Transcribe the entries below exactly; leave every image out.

> _Labeled-object pointing entries_:
────────────────────────────────────────

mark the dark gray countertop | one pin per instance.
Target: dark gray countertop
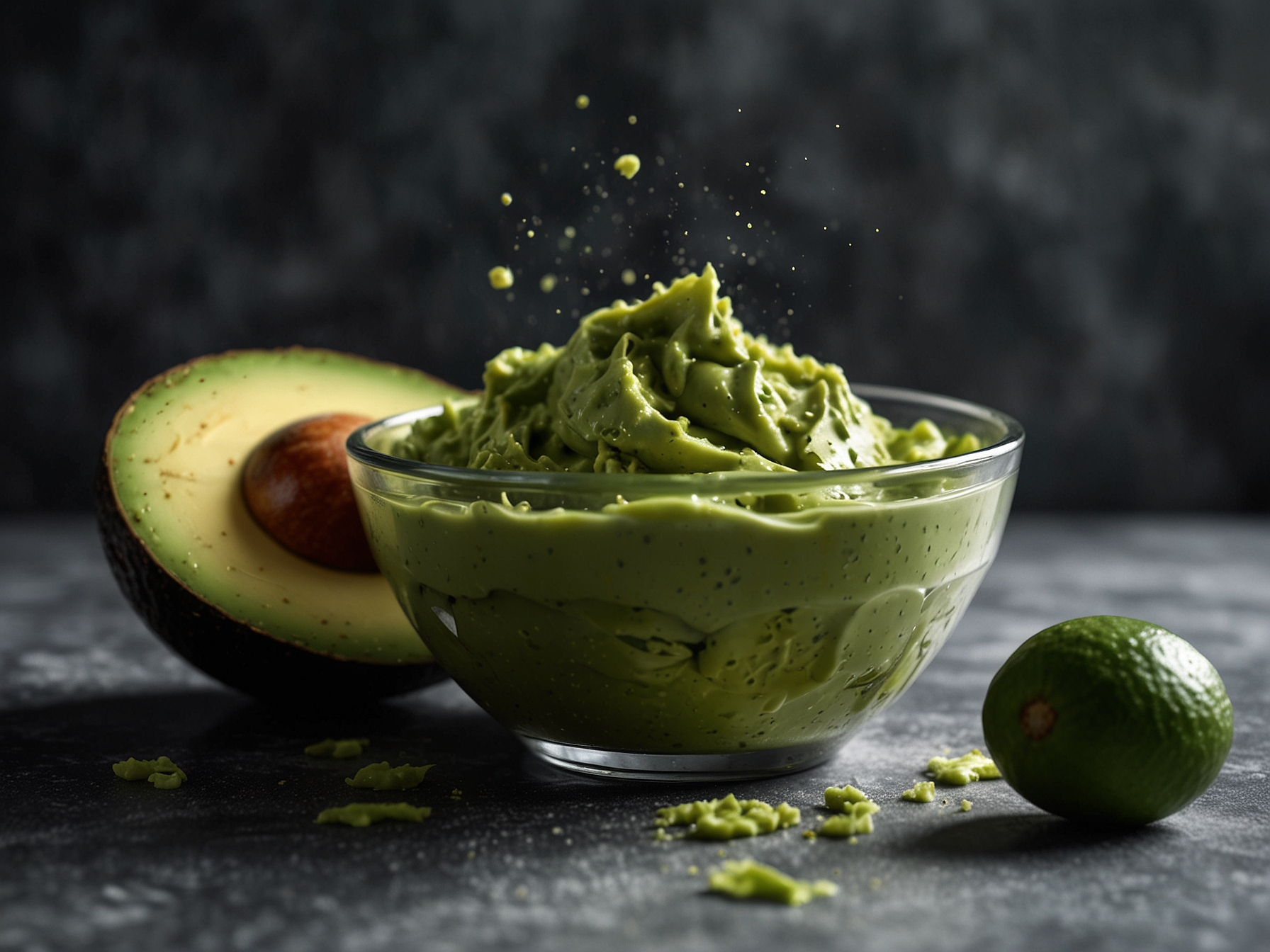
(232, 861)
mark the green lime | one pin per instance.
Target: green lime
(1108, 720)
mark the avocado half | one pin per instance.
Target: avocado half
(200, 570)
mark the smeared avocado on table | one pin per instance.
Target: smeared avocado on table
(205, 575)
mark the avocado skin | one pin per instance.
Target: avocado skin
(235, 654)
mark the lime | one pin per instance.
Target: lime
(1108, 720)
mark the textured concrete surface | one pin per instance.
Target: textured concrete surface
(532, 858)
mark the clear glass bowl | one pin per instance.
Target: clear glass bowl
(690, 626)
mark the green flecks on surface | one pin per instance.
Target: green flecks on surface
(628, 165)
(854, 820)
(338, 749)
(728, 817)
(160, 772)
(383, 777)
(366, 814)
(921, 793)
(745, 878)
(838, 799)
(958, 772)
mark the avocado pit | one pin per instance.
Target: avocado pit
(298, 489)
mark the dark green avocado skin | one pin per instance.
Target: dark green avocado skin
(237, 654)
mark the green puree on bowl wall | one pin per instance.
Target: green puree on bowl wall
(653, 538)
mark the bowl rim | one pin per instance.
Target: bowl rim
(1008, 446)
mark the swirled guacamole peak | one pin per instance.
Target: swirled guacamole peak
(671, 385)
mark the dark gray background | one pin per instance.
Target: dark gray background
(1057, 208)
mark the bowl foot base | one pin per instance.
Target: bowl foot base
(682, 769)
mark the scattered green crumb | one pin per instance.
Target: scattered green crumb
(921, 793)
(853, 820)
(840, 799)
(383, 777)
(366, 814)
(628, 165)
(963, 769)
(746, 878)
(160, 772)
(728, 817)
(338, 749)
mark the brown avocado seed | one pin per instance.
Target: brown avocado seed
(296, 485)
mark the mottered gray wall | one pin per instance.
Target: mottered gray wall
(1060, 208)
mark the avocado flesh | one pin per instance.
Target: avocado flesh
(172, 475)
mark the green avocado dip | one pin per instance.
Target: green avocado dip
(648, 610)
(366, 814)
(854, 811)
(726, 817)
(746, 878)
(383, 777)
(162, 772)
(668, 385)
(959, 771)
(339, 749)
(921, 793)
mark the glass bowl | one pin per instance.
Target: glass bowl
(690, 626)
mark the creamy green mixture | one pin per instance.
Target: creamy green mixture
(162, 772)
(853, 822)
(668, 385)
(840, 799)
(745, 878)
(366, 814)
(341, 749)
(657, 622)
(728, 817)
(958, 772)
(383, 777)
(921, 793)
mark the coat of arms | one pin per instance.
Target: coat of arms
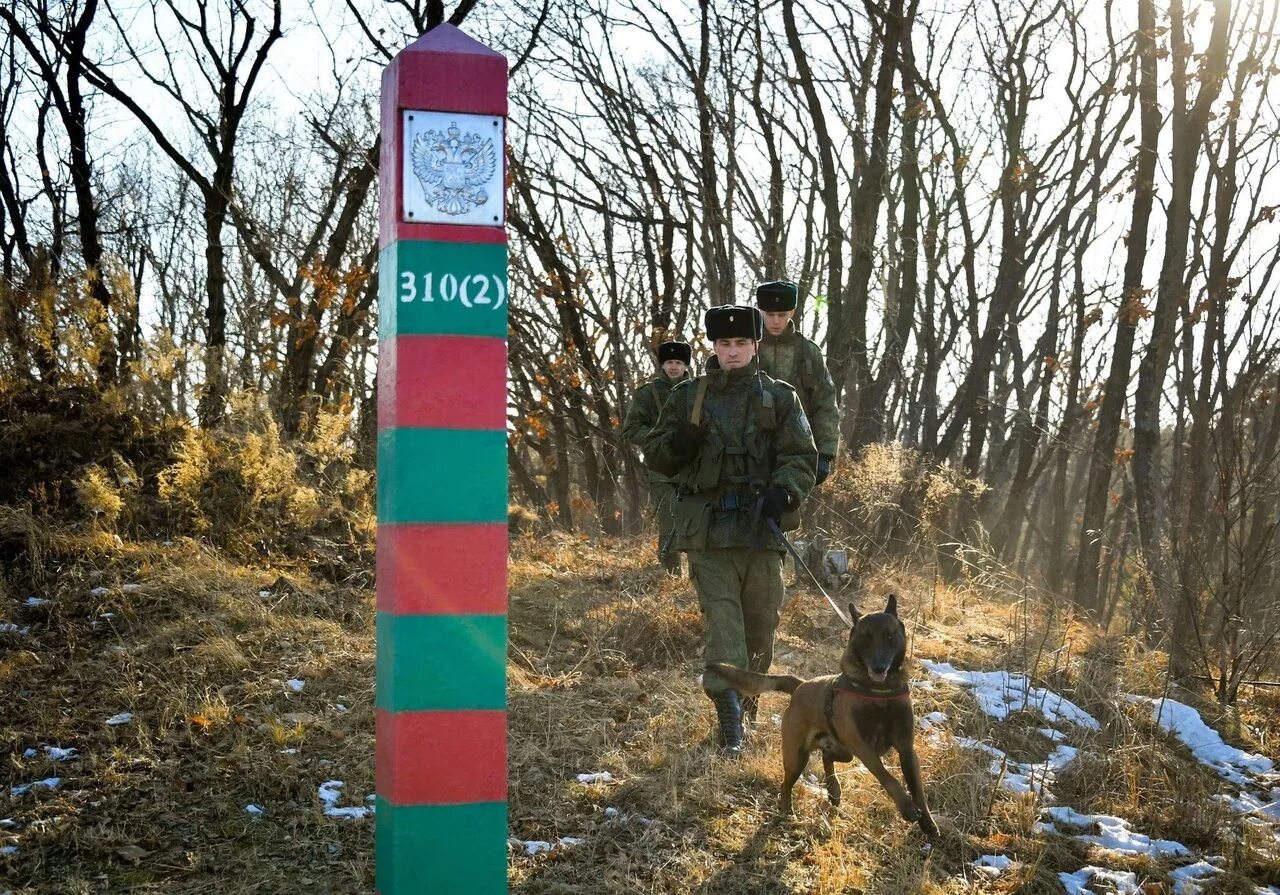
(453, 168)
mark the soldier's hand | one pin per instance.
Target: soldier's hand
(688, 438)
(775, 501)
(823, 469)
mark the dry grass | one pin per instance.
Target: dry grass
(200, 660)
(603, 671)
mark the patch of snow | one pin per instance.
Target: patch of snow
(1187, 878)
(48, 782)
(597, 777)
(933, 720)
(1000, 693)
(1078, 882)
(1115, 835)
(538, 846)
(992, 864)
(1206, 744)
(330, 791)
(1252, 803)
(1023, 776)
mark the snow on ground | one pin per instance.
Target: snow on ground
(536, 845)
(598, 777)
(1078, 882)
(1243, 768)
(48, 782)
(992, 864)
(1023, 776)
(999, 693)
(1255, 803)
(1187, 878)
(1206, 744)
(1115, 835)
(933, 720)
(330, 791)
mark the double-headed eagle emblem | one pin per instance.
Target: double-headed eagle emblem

────────────────────────────────────────

> _SOLUTION TO THE PROBLEM_:
mark the dark gray countertop | one pin per instance.
Target: dark gray countertop
(232, 861)
mark the green lime | one pin per instance.
Target: green lime
(1108, 720)
mark the avocado half | one pin per instance.
Target: avocado half
(200, 570)
mark the smeared avocado on table | one pin per instance.
Target: smeared avocado on table
(205, 575)
mark the avocado skin | one pin per instance.
Target: avocado skin
(235, 654)
mark the lime | one pin per instance.
Target: lime
(1108, 720)
mark the textured concrete surface | one pin per instance.
Target: textured concrete surface
(532, 858)
mark the clear glass bowl | one pin per instance.
Target: clear glass bowl
(690, 626)
mark the green flecks on surface | one pin per instance.
Target: green flecks on surface
(628, 165)
(854, 820)
(338, 749)
(728, 817)
(160, 772)
(383, 777)
(366, 814)
(921, 793)
(745, 878)
(838, 799)
(958, 772)
mark the avocado pit | one pin per instance.
Target: avocado pit
(298, 489)
mark the dark green avocado skin | one pin per instance.
Target: dark green avocado skin
(237, 654)
mark the green puree on bowl wall | one pin per instance.
Target: green puree on bowl wall
(653, 538)
mark the bowl rim | one pin per instance.
Target: bowl rim
(1008, 446)
mark the swirled guacamole peak | one pin per instance.
Target: swirled guacamole peak
(671, 385)
mark the dark gray background | one pin per instance.
Target: dark gray background
(1057, 208)
mark the bowl foot base | one pin per instance.
Target: bowl foot base
(682, 769)
mark the scattered green crumb | one pin per instance.
Target: scattered green crumb
(921, 793)
(853, 820)
(840, 799)
(383, 777)
(366, 814)
(628, 165)
(963, 769)
(746, 878)
(160, 772)
(728, 817)
(338, 749)
mark the brown avocado seed | one pin per instance.
Target: brown avocado seed
(296, 485)
mark the mottered gray wall | one pin per instance.
Target: mottered gray wall
(1060, 208)
mark the avocado flesh | one pin per instance.
Target: avocado flesh
(172, 475)
mark the green avocado dip | one pin per instance.
Target: green avocado dip
(648, 610)
(366, 814)
(854, 811)
(726, 817)
(746, 878)
(383, 777)
(162, 772)
(668, 385)
(959, 771)
(339, 749)
(921, 793)
mark the glass bowl | one pin per instance.
Target: glass bowl
(690, 626)
mark the creamy green mixture | one pin per instance.
Target: creamy green mixture
(162, 772)
(853, 822)
(668, 385)
(840, 799)
(745, 878)
(366, 814)
(341, 749)
(657, 622)
(728, 817)
(958, 772)
(383, 777)
(921, 793)
mark the coat of arms | one pin per instance.
Target: coat of arms
(453, 168)
mark the soldier's hand | one pin per instance.
Target: soldier's hand
(688, 438)
(775, 501)
(823, 469)
mark the dry grass | one pin per instance.
Target: dry grass
(200, 660)
(603, 671)
mark the patch of snow | one pin per instance.
Target: patch of snow
(1187, 878)
(48, 782)
(597, 777)
(933, 720)
(1000, 693)
(1078, 882)
(1115, 835)
(538, 846)
(992, 864)
(1206, 744)
(330, 791)
(1252, 803)
(1023, 776)
mark the snow on ground | one pin per instance.
Target: snow on ground
(536, 845)
(598, 777)
(1078, 882)
(1243, 768)
(48, 782)
(992, 864)
(1023, 776)
(999, 693)
(1255, 803)
(1187, 878)
(1206, 744)
(1115, 835)
(933, 720)
(330, 791)
mark the double-headed eagle emblem | one pin per instance.
Target: double-headed eagle emblem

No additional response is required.